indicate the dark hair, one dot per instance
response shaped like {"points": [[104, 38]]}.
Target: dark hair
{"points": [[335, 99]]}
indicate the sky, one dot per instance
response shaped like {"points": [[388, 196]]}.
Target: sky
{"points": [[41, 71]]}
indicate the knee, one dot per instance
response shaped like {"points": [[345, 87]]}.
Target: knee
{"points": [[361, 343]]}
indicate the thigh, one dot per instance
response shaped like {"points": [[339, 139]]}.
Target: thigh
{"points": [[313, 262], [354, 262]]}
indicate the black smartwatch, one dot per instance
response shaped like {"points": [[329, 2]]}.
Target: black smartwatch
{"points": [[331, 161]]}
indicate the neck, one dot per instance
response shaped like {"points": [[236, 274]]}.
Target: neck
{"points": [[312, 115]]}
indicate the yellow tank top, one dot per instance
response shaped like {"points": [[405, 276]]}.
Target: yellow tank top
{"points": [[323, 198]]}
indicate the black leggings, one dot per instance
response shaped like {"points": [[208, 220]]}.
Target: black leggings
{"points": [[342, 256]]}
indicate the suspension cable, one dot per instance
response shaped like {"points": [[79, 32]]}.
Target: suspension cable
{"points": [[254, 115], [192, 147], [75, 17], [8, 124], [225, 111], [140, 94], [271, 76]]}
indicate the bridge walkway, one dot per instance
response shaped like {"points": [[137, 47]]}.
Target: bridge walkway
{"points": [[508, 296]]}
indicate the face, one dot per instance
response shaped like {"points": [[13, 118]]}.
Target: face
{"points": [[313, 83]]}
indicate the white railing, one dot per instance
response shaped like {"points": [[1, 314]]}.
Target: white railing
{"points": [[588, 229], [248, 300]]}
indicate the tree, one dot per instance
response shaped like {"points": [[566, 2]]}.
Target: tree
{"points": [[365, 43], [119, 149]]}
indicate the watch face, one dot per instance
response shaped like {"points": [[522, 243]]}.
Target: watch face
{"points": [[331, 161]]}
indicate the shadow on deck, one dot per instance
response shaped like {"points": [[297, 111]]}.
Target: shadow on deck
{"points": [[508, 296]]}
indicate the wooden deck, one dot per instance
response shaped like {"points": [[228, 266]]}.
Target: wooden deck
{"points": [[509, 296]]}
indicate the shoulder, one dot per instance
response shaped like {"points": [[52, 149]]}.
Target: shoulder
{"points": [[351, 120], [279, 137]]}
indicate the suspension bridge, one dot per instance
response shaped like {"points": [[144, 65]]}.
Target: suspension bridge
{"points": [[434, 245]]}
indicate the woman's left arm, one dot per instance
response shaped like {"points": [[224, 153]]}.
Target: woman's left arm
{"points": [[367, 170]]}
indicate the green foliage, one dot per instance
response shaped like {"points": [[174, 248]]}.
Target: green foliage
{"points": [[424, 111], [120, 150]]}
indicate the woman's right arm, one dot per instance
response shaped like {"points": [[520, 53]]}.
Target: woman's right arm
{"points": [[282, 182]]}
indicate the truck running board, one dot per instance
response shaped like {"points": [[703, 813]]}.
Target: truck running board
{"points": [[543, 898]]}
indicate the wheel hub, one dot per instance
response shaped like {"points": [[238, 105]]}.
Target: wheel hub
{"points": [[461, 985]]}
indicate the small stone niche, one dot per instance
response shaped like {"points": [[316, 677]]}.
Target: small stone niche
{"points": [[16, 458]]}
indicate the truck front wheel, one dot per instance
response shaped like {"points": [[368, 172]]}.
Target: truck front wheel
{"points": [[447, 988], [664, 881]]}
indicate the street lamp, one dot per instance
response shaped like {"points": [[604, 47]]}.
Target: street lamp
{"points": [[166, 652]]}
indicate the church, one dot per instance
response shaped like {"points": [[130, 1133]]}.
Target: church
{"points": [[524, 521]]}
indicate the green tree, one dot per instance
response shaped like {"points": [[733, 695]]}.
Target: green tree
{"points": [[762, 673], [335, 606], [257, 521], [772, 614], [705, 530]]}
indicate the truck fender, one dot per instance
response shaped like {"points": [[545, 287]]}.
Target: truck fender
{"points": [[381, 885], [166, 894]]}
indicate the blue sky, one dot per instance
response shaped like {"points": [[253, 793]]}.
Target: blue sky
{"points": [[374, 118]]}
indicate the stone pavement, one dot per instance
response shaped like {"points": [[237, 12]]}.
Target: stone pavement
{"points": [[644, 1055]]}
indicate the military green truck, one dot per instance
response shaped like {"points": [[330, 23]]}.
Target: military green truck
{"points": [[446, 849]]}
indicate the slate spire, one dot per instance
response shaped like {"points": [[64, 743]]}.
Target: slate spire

**PROBLEM TO SOLVE:** Without leaving anything out, quote all the data.

**FINISHED EXERCISE:**
indicate the dark hair, one dot per instance
response shaped like {"points": [[104, 38]]}.
Target: dark hair
{"points": [[335, 99]]}
indicate the sky, one dot per instance
response shaped like {"points": [[388, 196]]}.
Target: sky
{"points": [[41, 71]]}
indicate the knee, one dot per instance
response shaped like {"points": [[345, 87]]}.
Target: knee
{"points": [[361, 343]]}
indicate the thigh, one dot per instance
response shaped like {"points": [[339, 139]]}.
Target: thigh
{"points": [[313, 262], [354, 262]]}
indicate the black smartwatch, one dot per instance
response shaped like {"points": [[329, 2]]}.
Target: black smartwatch
{"points": [[331, 161]]}
indicate the neck, one dot per instance
response shaped like {"points": [[236, 274]]}.
Target: neck
{"points": [[312, 115]]}
indicate the yellow tank top, one dot per instance
response shaped like {"points": [[405, 276]]}.
Target: yellow tank top
{"points": [[323, 198]]}
indicate the black leggings, one dot per instance
response shaped like {"points": [[208, 220]]}.
Target: black leggings
{"points": [[342, 256]]}
indicate the suspension cable, one dot per instance
response shaped like {"points": [[79, 32]]}.
Target: suspension cable
{"points": [[254, 115], [192, 147], [75, 17], [8, 124], [225, 111], [140, 94], [271, 76]]}
indicate the bridge walkway, one dot per instance
response shaped like {"points": [[137, 47]]}.
Target: bridge walkway
{"points": [[508, 296]]}
indicate the face, one dot per instance
response shaped like {"points": [[13, 118]]}.
Target: face
{"points": [[313, 83]]}
indicate the white railing, one dot per instance
response shaped like {"points": [[1, 314]]}.
Target: white railing
{"points": [[588, 229], [248, 300]]}
indicate the tree, one dot per instance
response shaped like {"points": [[566, 2]]}.
Target: tree
{"points": [[365, 43], [119, 149]]}
indicate the watch face, one dot per instance
response shaped like {"points": [[522, 243]]}.
Target: watch face
{"points": [[331, 161]]}
indicate the shadow on deck, one dot per instance
response shaped like {"points": [[297, 111]]}.
Target: shadow on deck
{"points": [[508, 296]]}
indicate the wooden deck, one dot per instance
response shaped like {"points": [[228, 266]]}.
Target: wooden deck
{"points": [[509, 296]]}
indicate the shoulder, one dot per instance
response shaped like {"points": [[52, 149]]}.
Target: shoulder
{"points": [[351, 120], [279, 137]]}
indicate the suspension bridge, one dot per instance
response shaped like {"points": [[144, 65]]}.
Target: suspension bridge
{"points": [[434, 245]]}
indicate the woman's left arm, one dot per instance
response shaped like {"points": [[224, 153]]}.
Target: woman's left arm
{"points": [[367, 170]]}
indicate the green foliage, one dot per instance
response shaped like {"points": [[174, 248]]}.
Target: green foliage
{"points": [[424, 111], [120, 150]]}
indicate the woman's right arm, one dot per instance
response shaped like {"points": [[520, 53]]}.
Target: woman's right arm
{"points": [[282, 182]]}
indicate the truck running board, one dot per instance
response shaped like {"points": [[703, 813]]}.
Target: truck running board
{"points": [[543, 898]]}
indicate the wheel hub, one dot per instance
response shaped like {"points": [[238, 105]]}.
Target: wheel hub
{"points": [[461, 985]]}
indicate the small stone niche, one dot per instance
response shaped like {"points": [[316, 677]]}.
Target: small stone niche
{"points": [[16, 458]]}
indicate the truck front wheel, one dot per instance
response shaped like {"points": [[368, 172]]}.
Target: truck front wheel
{"points": [[447, 988], [664, 881]]}
indicate the street lamp, one dot per instance
response shaped like {"points": [[604, 47]]}.
Target: street lamp
{"points": [[166, 652]]}
indicate the church, one dot per instance
response shaped like {"points": [[130, 1133]]}.
Target: church
{"points": [[524, 521]]}
indicate the green tree, one dot per instance
response shaped like {"points": [[733, 695]]}.
Target: green tree
{"points": [[762, 673], [335, 606], [257, 521], [772, 614], [705, 530]]}
indicate the truck fender, one dot per instance
response shaped like {"points": [[545, 287]]}.
Target: truck fender
{"points": [[381, 885], [166, 894]]}
indicate the blue sky, one dot per instance
response shaped like {"points": [[253, 793]]}.
Target: blue sky
{"points": [[374, 118]]}
indicate the stone pavement, one dot per instance
response shaped like {"points": [[237, 12]]}.
Target: stone pavement
{"points": [[644, 1055]]}
indicate the military green truck, one dot per instance
response shaped like {"points": [[330, 23]]}.
Target: military green truck
{"points": [[446, 849]]}
indicate the slate spire, one dot per instance
response shaped like {"points": [[64, 743]]}.
Target: slate spire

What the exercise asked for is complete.